[Set exercise]: Return every line of the entries below that contains the string "building". Matching is case-sensitive.
--- Start of Supplied material ---
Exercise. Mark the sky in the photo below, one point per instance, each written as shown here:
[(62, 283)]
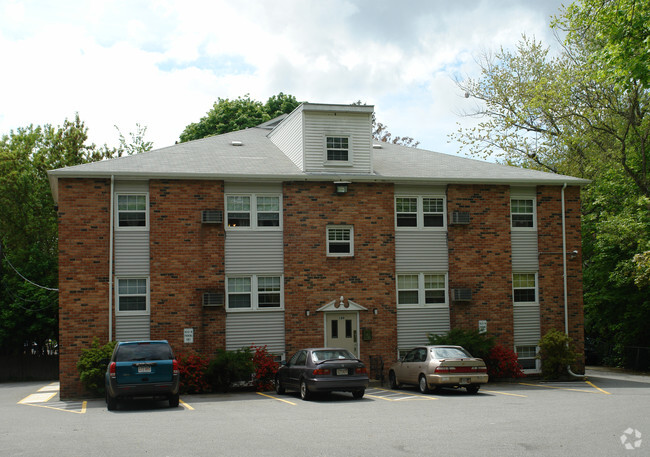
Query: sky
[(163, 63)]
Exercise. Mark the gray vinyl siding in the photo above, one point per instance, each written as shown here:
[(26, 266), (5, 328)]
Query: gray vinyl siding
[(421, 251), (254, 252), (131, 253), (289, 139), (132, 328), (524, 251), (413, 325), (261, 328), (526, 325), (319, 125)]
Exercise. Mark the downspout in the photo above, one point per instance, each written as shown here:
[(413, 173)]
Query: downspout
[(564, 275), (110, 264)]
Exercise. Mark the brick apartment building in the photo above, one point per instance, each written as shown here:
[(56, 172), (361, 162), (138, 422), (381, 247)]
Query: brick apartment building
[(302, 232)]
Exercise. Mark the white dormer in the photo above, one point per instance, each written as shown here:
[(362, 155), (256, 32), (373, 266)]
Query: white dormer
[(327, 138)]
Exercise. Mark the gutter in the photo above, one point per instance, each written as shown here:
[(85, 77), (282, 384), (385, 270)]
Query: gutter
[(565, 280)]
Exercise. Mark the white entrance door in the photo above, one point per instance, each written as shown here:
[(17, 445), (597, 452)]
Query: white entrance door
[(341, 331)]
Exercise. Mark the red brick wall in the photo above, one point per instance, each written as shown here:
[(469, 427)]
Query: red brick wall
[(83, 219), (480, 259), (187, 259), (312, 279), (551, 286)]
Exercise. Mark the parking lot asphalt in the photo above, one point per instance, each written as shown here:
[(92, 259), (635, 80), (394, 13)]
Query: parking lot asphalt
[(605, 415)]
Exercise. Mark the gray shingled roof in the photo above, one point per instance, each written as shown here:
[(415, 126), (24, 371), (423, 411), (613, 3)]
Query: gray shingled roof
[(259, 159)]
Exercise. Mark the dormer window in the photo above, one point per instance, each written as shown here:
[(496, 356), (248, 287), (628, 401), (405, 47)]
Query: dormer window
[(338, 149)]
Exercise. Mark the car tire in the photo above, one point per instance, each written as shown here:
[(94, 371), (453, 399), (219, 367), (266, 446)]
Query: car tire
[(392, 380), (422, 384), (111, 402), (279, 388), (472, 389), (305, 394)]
--- End of Supplied material ---
--- Start of Supplied material ---
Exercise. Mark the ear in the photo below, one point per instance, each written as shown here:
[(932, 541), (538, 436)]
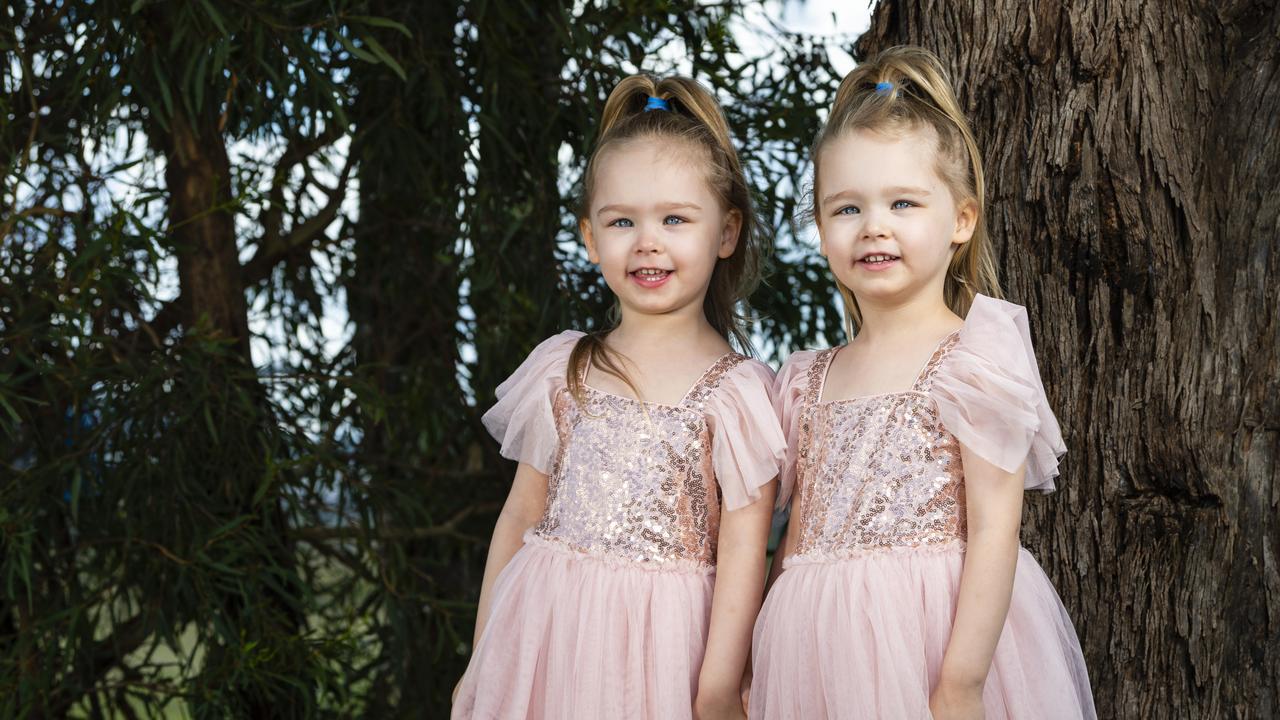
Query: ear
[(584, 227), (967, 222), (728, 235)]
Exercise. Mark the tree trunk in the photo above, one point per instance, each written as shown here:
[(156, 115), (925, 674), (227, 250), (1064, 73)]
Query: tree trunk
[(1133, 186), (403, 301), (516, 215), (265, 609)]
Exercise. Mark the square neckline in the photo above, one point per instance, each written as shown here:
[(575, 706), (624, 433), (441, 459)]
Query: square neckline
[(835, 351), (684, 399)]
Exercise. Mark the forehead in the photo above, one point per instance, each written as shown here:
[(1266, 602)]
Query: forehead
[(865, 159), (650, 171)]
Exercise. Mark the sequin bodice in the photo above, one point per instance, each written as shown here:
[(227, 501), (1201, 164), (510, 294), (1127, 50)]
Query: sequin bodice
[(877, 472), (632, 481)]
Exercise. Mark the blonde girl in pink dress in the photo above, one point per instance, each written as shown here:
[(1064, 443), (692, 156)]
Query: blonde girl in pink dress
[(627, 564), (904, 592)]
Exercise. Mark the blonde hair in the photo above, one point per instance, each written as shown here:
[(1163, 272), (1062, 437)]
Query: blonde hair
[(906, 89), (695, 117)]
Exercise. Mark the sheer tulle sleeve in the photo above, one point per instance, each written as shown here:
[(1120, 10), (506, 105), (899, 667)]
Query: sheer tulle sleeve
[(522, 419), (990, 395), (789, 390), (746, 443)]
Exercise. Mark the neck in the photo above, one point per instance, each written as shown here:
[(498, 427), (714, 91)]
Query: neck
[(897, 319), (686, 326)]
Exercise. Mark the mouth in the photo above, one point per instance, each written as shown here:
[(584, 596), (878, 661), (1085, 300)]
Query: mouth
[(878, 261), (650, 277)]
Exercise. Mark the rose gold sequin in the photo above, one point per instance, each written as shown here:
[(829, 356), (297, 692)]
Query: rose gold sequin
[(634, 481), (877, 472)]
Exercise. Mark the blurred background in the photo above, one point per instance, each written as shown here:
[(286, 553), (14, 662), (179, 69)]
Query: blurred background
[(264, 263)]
--- End of Supplied material ---
--- Start of Supplied material ---
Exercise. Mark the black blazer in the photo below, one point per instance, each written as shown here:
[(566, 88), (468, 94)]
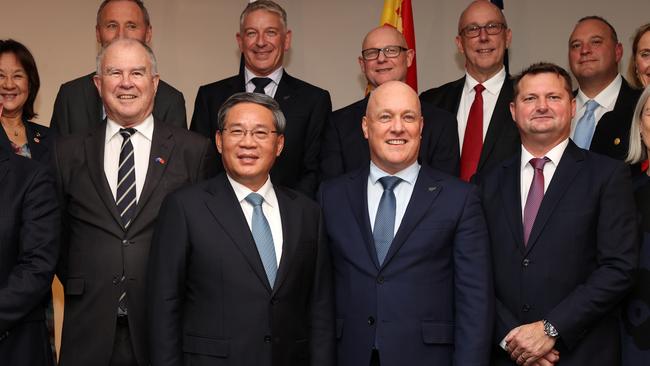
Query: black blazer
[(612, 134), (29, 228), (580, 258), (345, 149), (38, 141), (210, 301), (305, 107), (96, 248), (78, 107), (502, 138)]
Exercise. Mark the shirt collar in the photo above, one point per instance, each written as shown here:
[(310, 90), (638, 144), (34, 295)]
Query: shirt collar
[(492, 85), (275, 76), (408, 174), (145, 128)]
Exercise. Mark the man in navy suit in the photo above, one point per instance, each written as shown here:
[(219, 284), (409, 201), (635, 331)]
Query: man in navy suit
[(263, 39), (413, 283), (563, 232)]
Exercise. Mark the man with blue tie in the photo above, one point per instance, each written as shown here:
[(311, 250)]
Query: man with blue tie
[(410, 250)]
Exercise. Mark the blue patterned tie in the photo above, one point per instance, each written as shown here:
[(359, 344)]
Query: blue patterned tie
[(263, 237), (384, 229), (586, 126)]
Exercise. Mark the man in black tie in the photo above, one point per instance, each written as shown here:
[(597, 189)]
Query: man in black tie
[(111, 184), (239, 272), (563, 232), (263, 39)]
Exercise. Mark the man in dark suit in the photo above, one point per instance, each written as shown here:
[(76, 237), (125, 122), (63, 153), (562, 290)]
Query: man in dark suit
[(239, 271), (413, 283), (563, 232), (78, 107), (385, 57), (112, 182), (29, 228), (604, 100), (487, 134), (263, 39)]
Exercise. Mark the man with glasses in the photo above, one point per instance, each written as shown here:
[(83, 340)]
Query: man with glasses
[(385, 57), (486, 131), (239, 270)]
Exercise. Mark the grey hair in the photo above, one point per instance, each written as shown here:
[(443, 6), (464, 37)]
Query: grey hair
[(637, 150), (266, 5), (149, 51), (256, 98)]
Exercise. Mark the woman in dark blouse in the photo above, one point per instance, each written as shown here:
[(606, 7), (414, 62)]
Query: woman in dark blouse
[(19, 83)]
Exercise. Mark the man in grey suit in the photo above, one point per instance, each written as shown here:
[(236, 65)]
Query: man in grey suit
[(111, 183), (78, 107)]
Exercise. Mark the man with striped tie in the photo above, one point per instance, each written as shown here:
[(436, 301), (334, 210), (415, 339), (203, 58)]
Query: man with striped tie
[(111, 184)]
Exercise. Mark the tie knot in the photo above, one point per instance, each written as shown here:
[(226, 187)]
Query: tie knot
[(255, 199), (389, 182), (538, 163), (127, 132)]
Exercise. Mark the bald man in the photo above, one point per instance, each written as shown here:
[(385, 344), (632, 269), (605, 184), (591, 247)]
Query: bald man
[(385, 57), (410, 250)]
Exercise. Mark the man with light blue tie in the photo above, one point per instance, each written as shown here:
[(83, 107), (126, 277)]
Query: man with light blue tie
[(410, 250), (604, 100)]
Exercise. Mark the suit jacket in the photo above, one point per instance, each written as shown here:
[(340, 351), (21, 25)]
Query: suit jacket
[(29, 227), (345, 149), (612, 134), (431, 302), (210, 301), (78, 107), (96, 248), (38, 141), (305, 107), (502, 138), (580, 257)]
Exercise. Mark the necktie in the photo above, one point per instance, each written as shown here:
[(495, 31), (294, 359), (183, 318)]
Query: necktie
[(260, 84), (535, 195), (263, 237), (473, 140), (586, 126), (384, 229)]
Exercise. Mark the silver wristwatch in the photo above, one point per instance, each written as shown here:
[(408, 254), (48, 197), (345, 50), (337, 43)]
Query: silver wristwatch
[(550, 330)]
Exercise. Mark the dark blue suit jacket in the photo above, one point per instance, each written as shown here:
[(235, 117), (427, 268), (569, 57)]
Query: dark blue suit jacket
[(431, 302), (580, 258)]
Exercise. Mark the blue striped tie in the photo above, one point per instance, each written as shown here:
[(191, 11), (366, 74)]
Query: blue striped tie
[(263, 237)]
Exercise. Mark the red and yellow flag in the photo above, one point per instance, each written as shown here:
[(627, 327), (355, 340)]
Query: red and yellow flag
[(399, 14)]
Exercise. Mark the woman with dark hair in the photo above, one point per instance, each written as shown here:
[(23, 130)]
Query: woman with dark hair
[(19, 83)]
--- End of Supplied material ---
[Task answer]:
Exercise. Mark the brick apartment building in the photo above, one point per instance, each written as shown here:
Query: brick apartment building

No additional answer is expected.